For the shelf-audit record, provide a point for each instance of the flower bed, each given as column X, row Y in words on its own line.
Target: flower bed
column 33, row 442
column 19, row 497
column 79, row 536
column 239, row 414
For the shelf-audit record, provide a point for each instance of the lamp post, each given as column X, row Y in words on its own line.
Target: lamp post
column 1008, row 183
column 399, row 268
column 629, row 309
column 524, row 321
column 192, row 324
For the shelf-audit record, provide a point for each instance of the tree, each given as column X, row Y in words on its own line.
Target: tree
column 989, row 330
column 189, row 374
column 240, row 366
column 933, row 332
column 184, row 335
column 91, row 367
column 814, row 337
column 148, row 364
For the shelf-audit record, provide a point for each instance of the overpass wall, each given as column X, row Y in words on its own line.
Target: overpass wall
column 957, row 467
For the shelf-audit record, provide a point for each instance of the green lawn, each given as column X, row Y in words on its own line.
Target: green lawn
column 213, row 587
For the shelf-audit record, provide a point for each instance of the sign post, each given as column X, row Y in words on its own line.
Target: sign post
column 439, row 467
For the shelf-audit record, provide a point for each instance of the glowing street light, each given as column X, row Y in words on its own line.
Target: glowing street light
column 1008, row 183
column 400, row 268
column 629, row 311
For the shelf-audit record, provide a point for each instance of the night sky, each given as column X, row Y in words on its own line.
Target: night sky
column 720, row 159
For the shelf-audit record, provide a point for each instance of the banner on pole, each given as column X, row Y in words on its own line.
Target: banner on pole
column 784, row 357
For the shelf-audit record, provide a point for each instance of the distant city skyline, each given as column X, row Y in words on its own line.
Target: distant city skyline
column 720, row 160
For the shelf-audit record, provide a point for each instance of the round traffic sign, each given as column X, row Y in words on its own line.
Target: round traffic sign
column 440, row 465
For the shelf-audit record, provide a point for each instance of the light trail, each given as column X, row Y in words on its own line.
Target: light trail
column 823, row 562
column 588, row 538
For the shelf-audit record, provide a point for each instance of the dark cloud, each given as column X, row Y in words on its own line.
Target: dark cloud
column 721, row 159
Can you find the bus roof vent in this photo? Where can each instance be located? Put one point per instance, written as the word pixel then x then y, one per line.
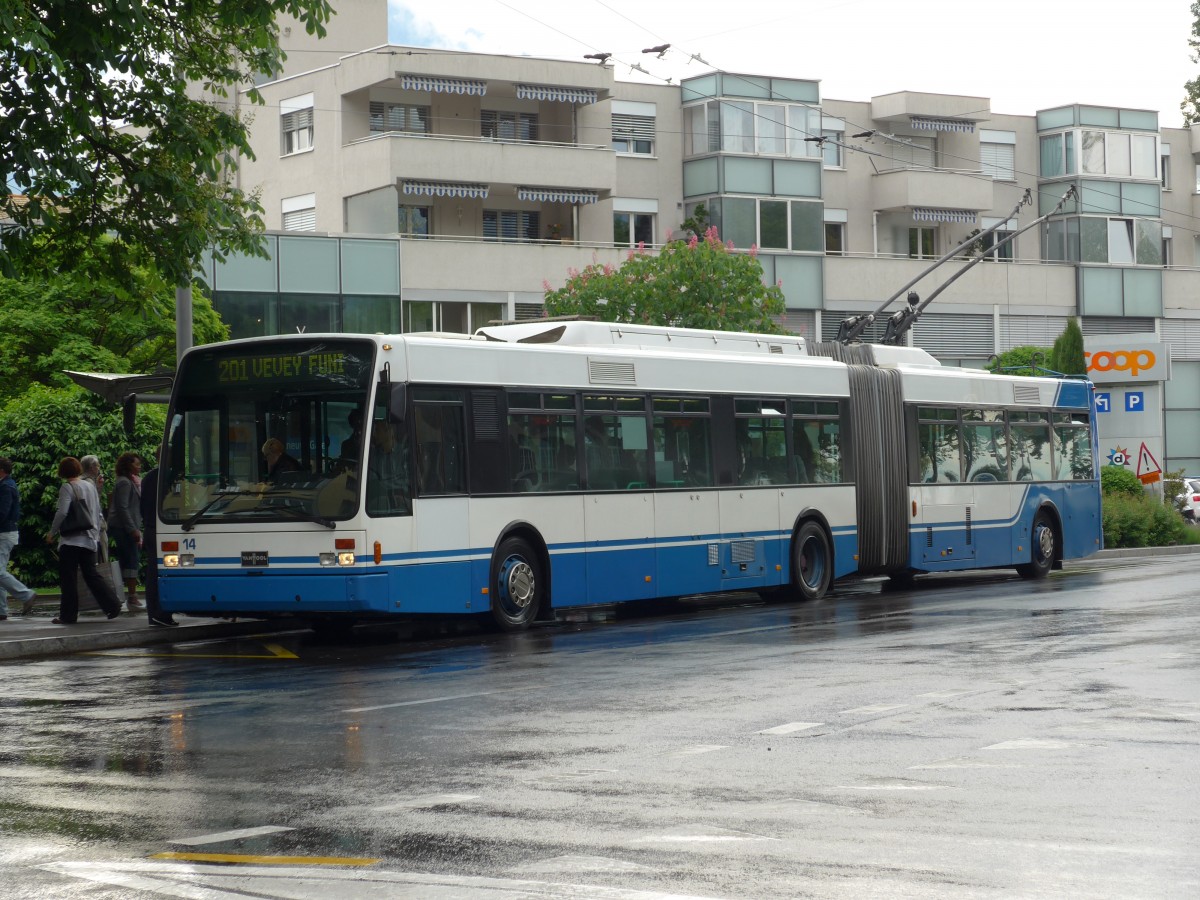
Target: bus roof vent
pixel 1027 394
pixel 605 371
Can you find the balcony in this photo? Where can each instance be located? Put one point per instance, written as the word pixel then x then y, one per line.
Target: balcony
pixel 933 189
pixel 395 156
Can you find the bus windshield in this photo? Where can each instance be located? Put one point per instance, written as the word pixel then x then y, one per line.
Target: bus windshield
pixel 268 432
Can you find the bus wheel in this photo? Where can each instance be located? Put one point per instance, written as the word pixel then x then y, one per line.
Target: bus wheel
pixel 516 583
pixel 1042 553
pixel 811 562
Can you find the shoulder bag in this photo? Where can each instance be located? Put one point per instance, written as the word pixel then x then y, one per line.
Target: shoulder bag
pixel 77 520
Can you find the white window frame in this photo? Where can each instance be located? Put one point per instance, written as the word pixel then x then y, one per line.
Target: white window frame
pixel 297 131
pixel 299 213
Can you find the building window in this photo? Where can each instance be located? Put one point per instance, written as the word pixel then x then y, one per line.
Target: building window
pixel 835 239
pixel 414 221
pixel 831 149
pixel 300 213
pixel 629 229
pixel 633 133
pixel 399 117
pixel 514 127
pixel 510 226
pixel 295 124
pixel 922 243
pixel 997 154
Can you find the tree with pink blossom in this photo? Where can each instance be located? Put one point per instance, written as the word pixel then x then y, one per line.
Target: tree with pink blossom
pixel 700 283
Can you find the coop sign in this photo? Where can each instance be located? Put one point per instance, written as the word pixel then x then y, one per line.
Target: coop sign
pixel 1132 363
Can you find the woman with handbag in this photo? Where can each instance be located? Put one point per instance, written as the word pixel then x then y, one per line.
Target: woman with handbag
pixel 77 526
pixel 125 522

---

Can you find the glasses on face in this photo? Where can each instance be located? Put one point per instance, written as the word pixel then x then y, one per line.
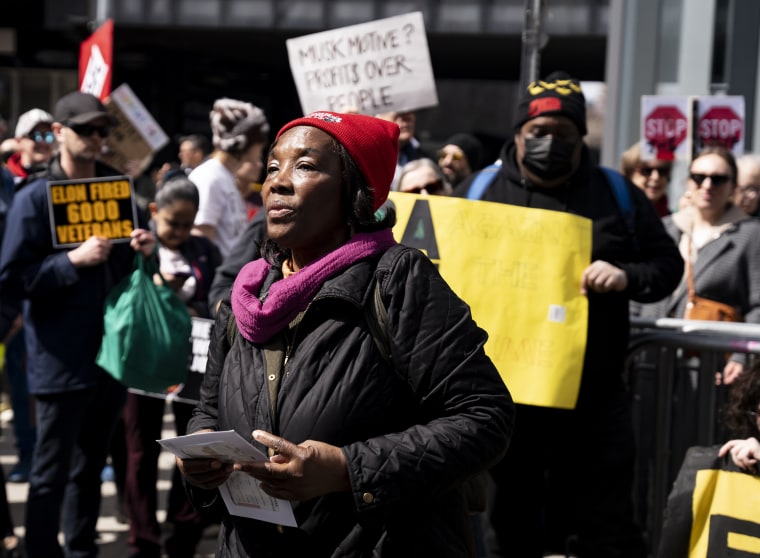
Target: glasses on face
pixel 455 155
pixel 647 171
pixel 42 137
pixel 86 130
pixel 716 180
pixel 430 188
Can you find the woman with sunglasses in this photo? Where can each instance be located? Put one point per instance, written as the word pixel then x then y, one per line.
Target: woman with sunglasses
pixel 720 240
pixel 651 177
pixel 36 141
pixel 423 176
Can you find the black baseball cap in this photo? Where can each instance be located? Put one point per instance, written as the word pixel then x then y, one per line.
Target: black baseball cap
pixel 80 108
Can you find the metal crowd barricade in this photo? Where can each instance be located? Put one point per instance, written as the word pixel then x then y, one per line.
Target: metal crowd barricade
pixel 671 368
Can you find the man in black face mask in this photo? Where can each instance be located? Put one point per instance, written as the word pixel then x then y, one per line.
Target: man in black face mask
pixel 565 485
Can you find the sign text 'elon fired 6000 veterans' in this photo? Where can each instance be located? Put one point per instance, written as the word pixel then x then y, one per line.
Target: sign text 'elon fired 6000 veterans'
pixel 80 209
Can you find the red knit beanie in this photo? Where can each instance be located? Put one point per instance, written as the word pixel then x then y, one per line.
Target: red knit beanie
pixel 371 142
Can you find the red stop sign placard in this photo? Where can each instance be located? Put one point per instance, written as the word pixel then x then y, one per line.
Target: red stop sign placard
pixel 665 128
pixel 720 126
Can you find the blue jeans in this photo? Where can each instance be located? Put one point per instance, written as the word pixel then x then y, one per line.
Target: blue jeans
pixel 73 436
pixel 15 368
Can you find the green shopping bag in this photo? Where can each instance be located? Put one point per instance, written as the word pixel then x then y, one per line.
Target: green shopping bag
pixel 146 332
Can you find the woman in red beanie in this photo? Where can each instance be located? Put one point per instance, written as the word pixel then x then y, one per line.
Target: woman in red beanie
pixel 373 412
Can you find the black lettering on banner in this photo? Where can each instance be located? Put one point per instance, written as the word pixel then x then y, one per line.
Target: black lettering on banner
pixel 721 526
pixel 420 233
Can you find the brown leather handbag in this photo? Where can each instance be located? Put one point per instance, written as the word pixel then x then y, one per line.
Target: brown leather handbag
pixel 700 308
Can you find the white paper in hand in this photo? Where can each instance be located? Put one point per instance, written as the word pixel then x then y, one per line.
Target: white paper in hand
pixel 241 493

* * *

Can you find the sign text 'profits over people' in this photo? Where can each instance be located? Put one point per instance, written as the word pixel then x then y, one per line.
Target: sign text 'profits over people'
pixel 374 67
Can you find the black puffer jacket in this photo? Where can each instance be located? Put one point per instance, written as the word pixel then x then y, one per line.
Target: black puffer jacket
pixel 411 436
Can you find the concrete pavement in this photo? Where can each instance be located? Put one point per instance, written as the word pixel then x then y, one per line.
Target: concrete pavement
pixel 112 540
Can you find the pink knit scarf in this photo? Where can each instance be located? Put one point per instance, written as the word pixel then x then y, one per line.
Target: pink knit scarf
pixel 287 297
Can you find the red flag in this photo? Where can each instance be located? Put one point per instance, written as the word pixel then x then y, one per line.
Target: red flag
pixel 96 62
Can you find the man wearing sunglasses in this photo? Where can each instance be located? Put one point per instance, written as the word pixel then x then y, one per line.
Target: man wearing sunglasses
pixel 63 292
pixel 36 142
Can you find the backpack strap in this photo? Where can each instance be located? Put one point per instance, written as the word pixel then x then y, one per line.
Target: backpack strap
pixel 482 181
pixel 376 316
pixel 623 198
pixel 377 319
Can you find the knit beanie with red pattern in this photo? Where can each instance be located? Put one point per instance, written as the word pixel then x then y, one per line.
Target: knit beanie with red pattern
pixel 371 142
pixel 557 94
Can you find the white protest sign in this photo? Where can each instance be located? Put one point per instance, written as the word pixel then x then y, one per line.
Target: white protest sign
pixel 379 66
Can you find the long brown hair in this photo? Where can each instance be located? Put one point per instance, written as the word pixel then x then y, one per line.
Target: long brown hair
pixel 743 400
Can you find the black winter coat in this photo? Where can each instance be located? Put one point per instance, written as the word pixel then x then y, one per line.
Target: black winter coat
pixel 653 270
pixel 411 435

What you should do.
Begin at the line above that has "Target: metal crowd barricade" and stop after the line that has "Can you find the red knit", copying each line exactly and adding nothing else.

Result.
Target: metal crowd barricade
pixel 671 368
Can you find the man in black face mask in this photo? Where can each instance be located? Put one point per instance, written as the word pixel then x then y, one per line.
Target: man in black face mask
pixel 565 485
Can you find the sign text 'elon fired 6000 veterans' in this photo? Where can each instance be located? Put one point per instance, written as the word pixel then x then y, one per line.
Target: sign text 'elon fired 6000 veterans'
pixel 80 209
Can you find the red knit beanie in this photo? Where can each instance be located? Put one point per instance, written as the word pixel then x then y, one per line.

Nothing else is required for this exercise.